> **GIVEN REQUEST**
Reproduce the rows below word for word, everything from the very first line down to the line containing "pixel 290 380", including that line, and stop there.

[Records contained in a dataset]
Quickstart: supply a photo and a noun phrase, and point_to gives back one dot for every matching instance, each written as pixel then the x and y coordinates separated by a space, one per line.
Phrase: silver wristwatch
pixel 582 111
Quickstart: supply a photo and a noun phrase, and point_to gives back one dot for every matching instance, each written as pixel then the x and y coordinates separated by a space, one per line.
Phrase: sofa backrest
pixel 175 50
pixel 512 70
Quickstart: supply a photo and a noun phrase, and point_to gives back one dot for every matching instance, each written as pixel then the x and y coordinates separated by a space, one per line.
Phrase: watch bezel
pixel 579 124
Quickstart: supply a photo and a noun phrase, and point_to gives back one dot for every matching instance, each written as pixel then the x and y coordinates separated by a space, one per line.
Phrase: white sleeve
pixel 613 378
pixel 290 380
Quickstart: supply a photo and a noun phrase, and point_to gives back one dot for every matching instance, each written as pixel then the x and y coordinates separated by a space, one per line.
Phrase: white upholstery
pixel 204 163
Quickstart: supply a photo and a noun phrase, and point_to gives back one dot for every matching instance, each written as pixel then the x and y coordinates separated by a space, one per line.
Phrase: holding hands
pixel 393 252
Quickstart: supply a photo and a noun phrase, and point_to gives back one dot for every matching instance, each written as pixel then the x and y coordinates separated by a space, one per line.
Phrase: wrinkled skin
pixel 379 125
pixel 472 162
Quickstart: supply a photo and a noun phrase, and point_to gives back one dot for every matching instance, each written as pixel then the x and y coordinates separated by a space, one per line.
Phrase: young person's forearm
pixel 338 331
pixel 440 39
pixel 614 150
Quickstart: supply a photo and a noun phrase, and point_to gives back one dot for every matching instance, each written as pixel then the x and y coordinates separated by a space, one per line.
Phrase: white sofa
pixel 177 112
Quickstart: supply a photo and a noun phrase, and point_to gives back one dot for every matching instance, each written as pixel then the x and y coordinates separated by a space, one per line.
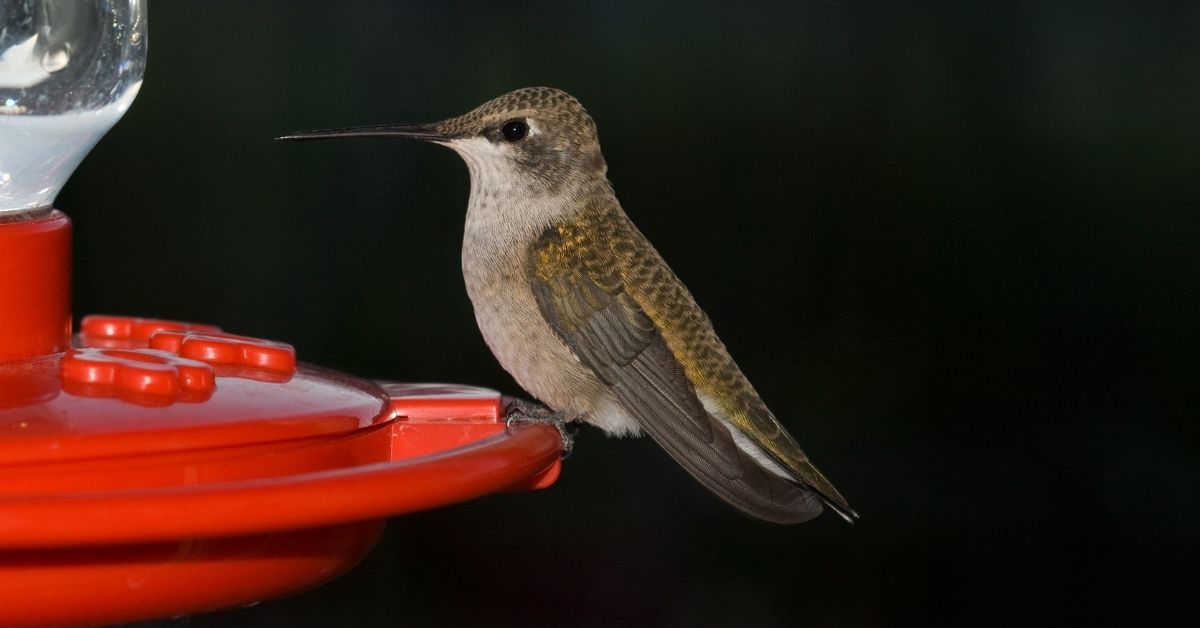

> **TASK RESPONSE**
Quickstart: supply a photo and a noun phrase, and point_to gives back one dot for every matching instance, each written as pixel then the x and y coordinates separated by a space, one per line.
Phrase: silver wristwatch
pixel 582 111
Quickstart: supply a photo and a noun phrase, and point_to gives back one dot for every matching instance, each written as pixel then the x and y coordinates separated by a space, one per line.
Phrase: sofa backrest
pixel 175 50
pixel 512 70
Quickstart: supply a photo and a noun phrase, and point_to gives back one dot for every matching instance, each written as pixel then the x and y coordinates separated by a space, one per line.
Phrase: watch bezel
pixel 579 124
Quickstart: supply a photo and a noun phrase, and point_to gives back one dot for every matching instance, each written as pixel then the x and y coordinates separated by a space, one per line.
Phrase: white sleeve
pixel 613 378
pixel 290 380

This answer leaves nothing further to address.